[Items listed in a dataset]
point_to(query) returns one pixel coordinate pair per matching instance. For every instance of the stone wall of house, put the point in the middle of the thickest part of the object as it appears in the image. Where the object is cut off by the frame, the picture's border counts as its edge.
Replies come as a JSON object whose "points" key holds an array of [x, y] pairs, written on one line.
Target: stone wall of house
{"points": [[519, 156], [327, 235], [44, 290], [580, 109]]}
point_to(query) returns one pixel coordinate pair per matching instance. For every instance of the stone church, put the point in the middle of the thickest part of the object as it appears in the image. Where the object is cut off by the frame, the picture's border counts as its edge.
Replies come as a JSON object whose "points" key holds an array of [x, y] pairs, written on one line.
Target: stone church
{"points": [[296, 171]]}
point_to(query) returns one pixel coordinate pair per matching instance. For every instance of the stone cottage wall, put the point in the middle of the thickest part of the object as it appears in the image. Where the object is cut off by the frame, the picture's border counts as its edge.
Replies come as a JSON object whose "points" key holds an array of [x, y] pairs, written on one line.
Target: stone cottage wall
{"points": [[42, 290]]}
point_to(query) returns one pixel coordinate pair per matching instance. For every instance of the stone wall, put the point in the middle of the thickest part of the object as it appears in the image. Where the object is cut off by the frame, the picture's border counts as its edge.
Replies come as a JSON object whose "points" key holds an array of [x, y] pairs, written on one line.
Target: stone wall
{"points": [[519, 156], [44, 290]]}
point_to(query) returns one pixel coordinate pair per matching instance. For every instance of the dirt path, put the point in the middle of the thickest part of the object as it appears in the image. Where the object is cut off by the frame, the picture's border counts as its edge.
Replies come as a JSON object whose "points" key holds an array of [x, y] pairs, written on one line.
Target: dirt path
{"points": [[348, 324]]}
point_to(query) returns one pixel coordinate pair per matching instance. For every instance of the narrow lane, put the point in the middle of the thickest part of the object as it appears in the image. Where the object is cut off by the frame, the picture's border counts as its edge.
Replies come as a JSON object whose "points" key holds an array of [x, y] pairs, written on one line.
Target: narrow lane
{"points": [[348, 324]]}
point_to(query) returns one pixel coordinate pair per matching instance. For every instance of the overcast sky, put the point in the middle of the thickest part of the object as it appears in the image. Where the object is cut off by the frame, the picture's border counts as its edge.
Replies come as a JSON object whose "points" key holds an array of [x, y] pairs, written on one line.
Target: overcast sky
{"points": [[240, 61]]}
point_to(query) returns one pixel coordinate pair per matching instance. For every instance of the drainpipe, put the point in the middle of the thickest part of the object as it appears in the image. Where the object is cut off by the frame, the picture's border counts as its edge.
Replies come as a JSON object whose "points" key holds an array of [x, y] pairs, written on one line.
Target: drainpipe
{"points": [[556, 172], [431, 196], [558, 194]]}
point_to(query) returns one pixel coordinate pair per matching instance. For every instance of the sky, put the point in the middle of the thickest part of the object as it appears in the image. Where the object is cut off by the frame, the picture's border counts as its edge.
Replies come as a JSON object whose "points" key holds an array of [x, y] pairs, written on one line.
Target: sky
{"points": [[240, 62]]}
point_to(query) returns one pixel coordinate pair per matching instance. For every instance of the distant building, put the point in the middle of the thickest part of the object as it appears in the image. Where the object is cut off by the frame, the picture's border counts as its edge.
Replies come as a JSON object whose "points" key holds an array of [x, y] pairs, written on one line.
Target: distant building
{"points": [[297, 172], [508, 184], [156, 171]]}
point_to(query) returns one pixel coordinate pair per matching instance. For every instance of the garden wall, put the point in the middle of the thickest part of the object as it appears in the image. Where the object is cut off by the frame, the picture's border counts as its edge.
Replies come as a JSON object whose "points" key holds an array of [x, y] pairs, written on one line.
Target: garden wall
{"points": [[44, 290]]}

**WHAT THE TASK REQUIRES**
Write the whole of the data out again exactly as it stands.

**RESPONSE**
point_to(query) returns one pixel coordinate pair per matching instance. For every instance of the stone wall of house, put the point in the middle of the thickest part of the object as it appears in the image. Where the object is cut off by the frame, the picture's border counts as its edge.
Replies come as a JSON object whose "points" key holds an array of [x, y] pairs, written on one line.
Target: stone wall of house
{"points": [[519, 156], [327, 235], [44, 290], [580, 109]]}
point_to(query) returns one pixel coordinate pair per matching instance. For every instance of the stone church, put the point in the middle of the thickest part of the object as it appears in the image. Where the object is cut off by the frame, the picture's border counts as its edge.
Replies come as a JSON object whose "points" key holds an array of [x, y] pairs, written on one line.
Target: stone church
{"points": [[296, 171]]}
point_to(query) returns one pixel coordinate pair per matching instance. For every instance of the stone cottage wall, put the point in the middle of the thickest part of the object as it appears in the image. Where the object is cut off by the frame, the picture's border counts as its edge.
Replies come as a JSON object whose "points" key holds an array of [x, y] pairs, written on one line.
Target: stone cottage wall
{"points": [[42, 290]]}
point_to(query) returns one pixel coordinate pair per matching instance. For every instance of the stone wall, put the point in the middle of the thickest part of the object as it appears in the image. Where the object is cut off by the frame, the picture's border counts as its edge.
Replies come as a JSON object whose "points" key holds an array of [x, y] pairs, written on one line.
Target: stone wall
{"points": [[519, 156], [44, 290]]}
point_to(query) returns one pixel coordinate pair per matching instance. For every instance of the dirt path, put the point in the middle of the thickest part of the object as it appears in the image. Where the object is cut off by the frame, the picture's border counts as its edge.
Replies come as a JSON object whose "points" key holds an array of [x, y] pairs, written on one line.
Target: dirt path
{"points": [[348, 324]]}
point_to(query) returns one pixel coordinate pair per matching instance. For every instance of the narrow lane, put the point in the middle of the thickest part of the object as it appears in the image. Where the object is cut off by the frame, the picture's border counts as its edge.
Replies come as a JSON object whose "points" key holds an array of [x, y] pairs, written on one line.
Target: narrow lane
{"points": [[348, 324]]}
point_to(query) returns one pixel coordinate pair per matching instance. For every instance of the overcast sky, put the point in the middle of the thickest part of the object as it appears in the image. Where the object is cut off by the frame, the picture's border counts as its edge.
Replies come as a JSON object whose "points" key holds an array of [x, y] pairs, written on one line.
Target: overcast sky
{"points": [[240, 61]]}
point_to(query) returns one pixel coordinate pair per matching instance. For every instance of the drainpipe, put the point in the middle of the thickest part of the object as it appears in the image. Where the object is cut off by the frame, the picture's border counts as its edge.
Replies come as a JSON object whose "points" key holds an array of [x, y] pairs, written on one line.
Target: drainpipe
{"points": [[556, 172], [431, 196], [558, 194]]}
point_to(query) returns one pixel coordinate pair per matching instance. For every instance of the sky, put the point in the middle of the thickest part of the object as it appears in the image. Where the object is cut off by the frame, the picture's border counts as its edge.
Replies come as a JSON object whose "points" key holds an array of [x, y] pairs, written on one line.
Target: sky
{"points": [[240, 62]]}
point_to(query) returns one pixel coordinate pair per matching instance. For every instance of the distant building, put the point in the middle of the thickest part of the object as it appears in the image. Where the object is cut off by the frame, the picture's border counts as its edge.
Replies come as a JSON object whose "points" key holds an array of [x, y] pairs, written on one line.
Target: distant building
{"points": [[297, 172], [508, 184], [156, 171]]}
point_to(query) returns one pixel coordinate pair per matching instance. For every instance of the garden wall, put the point in the middle of the thickest part of the object as it appears in the image. Where the object is cut off by the frame, the picture's border counts as its edge.
Replies come as a JSON object whose "points" key holds an array of [x, y] pairs, written on one line.
Target: garden wall
{"points": [[44, 290]]}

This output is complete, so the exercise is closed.